**Your objective**
This exercise calls for every line of the data below with the string "texture" in it.

**Material for this exercise**
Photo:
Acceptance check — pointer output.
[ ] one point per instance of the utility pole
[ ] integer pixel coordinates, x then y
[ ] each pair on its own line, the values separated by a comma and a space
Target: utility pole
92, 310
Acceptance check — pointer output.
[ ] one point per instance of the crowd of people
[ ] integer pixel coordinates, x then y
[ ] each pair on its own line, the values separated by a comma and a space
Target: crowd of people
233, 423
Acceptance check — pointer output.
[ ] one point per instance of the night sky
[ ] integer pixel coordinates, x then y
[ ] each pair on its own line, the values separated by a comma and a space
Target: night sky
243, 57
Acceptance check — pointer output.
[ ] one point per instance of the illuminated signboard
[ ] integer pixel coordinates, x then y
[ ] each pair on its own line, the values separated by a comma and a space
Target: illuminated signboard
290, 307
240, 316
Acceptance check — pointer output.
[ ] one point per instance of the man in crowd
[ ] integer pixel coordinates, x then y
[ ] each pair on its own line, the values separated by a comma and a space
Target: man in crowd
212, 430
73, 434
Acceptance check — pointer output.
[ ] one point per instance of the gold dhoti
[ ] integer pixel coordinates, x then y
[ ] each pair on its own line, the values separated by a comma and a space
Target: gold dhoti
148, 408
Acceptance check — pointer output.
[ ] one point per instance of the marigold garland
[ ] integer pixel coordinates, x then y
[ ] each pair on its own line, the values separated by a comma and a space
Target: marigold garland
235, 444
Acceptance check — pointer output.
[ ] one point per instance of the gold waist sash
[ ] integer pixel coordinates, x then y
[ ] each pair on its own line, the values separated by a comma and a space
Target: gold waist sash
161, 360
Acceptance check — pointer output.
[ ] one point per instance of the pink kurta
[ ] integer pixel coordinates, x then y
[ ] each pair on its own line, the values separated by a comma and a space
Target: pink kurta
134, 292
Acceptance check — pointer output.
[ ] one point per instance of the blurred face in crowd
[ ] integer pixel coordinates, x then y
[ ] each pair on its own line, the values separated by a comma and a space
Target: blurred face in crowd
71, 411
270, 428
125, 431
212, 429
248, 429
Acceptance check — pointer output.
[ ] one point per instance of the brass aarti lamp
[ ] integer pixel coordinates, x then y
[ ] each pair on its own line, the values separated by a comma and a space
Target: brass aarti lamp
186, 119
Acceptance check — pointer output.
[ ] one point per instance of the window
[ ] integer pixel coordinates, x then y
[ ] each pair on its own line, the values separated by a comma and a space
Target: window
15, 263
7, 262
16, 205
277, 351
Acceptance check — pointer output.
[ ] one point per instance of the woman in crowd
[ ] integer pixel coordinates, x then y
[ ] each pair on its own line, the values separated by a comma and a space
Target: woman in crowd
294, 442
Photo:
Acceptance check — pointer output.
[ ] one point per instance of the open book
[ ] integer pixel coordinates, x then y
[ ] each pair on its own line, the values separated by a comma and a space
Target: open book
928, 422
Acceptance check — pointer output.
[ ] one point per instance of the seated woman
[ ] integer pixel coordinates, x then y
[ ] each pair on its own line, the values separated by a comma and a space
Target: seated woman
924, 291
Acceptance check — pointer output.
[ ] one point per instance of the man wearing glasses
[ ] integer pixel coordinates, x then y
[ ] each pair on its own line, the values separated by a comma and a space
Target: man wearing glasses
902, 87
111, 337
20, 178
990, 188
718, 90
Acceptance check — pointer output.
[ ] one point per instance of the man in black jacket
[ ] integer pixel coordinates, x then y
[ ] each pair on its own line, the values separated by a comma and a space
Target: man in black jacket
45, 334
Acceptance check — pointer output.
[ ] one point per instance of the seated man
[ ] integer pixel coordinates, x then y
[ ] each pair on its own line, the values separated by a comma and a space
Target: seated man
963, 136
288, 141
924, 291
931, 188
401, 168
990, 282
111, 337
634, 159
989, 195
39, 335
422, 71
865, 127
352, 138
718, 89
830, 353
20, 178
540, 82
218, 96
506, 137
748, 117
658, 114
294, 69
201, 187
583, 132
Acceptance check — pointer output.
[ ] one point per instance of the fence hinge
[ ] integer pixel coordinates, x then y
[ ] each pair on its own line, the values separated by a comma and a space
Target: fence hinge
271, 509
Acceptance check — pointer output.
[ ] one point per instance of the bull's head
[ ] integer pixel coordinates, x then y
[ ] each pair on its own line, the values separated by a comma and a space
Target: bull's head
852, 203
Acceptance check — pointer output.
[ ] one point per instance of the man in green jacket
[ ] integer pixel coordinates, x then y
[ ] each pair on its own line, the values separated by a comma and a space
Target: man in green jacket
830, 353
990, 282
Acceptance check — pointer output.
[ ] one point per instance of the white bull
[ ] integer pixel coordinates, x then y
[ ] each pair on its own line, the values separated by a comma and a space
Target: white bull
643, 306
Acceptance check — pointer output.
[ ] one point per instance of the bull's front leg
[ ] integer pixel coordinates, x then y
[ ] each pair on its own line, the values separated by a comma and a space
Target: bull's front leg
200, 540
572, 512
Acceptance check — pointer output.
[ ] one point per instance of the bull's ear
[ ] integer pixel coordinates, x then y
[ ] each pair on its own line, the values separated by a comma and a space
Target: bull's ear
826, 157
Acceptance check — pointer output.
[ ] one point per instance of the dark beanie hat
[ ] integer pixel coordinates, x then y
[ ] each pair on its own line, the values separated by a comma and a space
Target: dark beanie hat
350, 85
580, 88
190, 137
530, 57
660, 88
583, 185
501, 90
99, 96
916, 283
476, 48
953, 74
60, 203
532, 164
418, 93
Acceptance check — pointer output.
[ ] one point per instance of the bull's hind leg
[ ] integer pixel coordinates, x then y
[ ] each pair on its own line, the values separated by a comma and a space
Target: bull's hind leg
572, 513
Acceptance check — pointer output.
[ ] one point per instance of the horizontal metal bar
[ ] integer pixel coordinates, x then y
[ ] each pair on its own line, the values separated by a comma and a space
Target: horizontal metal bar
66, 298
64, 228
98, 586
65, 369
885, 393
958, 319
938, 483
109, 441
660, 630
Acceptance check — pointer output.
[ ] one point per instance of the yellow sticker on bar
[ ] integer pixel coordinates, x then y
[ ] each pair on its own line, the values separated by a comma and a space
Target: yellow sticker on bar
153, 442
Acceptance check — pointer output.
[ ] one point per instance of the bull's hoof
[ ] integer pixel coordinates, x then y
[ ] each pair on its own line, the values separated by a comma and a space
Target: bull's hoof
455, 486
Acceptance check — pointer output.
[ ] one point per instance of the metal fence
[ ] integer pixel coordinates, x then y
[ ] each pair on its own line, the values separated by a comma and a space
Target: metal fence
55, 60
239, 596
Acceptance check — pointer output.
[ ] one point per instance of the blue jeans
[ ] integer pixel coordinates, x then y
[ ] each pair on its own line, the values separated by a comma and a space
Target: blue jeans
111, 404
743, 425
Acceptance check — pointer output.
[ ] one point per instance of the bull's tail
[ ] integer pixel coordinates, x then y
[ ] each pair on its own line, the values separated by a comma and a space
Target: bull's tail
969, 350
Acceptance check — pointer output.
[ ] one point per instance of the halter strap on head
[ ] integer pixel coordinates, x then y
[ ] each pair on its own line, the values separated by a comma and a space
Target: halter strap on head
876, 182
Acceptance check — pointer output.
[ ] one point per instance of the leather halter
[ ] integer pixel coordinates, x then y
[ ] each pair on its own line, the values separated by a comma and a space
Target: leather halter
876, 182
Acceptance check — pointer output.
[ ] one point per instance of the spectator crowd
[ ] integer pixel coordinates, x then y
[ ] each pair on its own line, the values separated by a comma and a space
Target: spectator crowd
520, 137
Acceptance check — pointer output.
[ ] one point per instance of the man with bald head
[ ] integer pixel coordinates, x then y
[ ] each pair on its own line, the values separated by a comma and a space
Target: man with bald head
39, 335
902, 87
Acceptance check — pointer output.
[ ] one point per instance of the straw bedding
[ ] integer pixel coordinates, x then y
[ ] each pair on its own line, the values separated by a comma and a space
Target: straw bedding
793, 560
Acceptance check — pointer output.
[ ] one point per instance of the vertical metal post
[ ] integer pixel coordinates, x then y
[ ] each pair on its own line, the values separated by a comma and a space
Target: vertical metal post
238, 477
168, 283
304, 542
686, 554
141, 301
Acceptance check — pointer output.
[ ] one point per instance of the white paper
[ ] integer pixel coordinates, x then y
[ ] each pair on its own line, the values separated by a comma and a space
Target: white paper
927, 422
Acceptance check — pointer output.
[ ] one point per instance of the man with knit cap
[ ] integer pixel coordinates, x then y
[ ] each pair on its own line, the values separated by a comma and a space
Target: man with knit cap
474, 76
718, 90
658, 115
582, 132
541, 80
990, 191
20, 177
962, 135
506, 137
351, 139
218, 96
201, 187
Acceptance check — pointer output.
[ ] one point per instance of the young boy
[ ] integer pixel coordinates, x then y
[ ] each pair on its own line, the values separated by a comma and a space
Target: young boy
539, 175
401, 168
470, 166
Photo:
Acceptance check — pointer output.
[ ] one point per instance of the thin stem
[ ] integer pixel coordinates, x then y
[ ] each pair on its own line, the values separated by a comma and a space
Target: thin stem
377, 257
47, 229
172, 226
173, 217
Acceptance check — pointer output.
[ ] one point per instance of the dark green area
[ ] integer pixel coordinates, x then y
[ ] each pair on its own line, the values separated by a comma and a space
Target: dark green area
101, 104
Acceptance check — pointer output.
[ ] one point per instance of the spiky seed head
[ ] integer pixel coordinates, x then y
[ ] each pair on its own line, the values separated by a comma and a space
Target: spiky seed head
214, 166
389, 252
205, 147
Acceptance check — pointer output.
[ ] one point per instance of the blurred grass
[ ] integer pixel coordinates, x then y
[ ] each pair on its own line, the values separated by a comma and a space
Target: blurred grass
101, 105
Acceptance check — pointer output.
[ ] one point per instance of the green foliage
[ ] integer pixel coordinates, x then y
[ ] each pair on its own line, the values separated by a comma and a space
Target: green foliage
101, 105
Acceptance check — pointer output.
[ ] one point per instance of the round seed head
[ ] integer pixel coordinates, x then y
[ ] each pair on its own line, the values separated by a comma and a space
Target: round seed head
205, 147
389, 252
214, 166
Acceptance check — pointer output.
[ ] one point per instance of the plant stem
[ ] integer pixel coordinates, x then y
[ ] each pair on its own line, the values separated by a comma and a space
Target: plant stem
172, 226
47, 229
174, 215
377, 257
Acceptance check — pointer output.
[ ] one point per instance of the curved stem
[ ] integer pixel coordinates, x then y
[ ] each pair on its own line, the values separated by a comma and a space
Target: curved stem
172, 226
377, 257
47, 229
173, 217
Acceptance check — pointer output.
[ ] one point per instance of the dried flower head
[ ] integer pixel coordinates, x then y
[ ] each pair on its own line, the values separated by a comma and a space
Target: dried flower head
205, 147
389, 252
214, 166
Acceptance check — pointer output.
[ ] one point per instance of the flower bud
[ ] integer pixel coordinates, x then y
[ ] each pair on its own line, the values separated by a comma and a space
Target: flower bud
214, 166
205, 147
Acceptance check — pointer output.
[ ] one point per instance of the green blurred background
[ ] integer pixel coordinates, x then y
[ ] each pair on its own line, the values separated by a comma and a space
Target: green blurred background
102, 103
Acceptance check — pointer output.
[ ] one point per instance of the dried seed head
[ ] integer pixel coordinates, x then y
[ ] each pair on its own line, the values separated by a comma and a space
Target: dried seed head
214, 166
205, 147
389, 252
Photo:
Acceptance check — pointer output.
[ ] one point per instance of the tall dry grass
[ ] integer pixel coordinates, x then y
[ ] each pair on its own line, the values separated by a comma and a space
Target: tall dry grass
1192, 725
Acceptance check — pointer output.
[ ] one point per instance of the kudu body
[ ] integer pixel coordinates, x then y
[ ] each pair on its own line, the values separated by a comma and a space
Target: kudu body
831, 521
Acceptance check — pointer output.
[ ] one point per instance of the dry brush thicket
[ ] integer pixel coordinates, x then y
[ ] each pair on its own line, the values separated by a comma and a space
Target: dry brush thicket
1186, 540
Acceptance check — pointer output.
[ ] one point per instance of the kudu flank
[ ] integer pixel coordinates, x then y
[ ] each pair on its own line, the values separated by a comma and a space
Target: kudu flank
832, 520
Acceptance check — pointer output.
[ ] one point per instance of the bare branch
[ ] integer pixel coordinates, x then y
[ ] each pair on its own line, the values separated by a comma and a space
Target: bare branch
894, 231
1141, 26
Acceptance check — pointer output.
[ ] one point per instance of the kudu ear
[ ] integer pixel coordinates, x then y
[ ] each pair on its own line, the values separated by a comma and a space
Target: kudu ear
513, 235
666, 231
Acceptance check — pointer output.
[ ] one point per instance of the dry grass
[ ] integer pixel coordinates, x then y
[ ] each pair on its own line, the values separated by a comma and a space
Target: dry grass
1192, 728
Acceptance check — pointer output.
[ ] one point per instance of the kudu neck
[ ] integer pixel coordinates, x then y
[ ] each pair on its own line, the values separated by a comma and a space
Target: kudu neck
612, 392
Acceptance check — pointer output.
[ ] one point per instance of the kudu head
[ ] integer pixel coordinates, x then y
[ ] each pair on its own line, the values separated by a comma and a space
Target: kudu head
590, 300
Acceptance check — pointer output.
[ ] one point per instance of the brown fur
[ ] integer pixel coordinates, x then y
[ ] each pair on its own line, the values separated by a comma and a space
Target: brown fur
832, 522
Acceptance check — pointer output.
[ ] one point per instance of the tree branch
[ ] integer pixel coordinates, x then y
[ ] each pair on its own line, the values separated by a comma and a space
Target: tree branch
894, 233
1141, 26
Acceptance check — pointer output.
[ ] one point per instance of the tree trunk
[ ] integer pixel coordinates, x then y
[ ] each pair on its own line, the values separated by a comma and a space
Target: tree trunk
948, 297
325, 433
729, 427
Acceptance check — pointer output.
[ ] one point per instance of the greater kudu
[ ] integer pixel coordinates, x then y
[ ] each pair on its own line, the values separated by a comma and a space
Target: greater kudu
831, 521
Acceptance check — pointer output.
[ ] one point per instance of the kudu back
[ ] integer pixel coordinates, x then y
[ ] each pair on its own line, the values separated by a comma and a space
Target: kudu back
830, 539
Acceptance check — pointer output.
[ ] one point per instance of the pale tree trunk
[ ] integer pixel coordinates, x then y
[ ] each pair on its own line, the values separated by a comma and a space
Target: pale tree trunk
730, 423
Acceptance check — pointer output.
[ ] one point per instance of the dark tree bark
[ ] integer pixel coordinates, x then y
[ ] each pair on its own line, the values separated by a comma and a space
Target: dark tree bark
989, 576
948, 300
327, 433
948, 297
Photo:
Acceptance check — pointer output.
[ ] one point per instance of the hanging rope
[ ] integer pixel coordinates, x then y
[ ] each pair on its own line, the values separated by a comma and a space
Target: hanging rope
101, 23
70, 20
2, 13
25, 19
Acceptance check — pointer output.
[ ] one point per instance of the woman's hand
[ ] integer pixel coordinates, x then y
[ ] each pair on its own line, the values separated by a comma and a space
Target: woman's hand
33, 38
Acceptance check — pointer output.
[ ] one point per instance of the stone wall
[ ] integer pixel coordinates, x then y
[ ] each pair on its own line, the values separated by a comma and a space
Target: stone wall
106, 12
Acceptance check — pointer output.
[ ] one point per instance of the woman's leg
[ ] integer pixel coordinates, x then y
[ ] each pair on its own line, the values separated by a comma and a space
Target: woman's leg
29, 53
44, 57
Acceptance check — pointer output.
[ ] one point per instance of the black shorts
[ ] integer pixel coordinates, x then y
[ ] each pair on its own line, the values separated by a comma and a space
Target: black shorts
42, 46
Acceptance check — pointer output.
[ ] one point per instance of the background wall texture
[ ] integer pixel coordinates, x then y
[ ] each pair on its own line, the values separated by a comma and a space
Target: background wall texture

**Task answer**
[ ] one point per instance of the background wall texture
Target: background wall texture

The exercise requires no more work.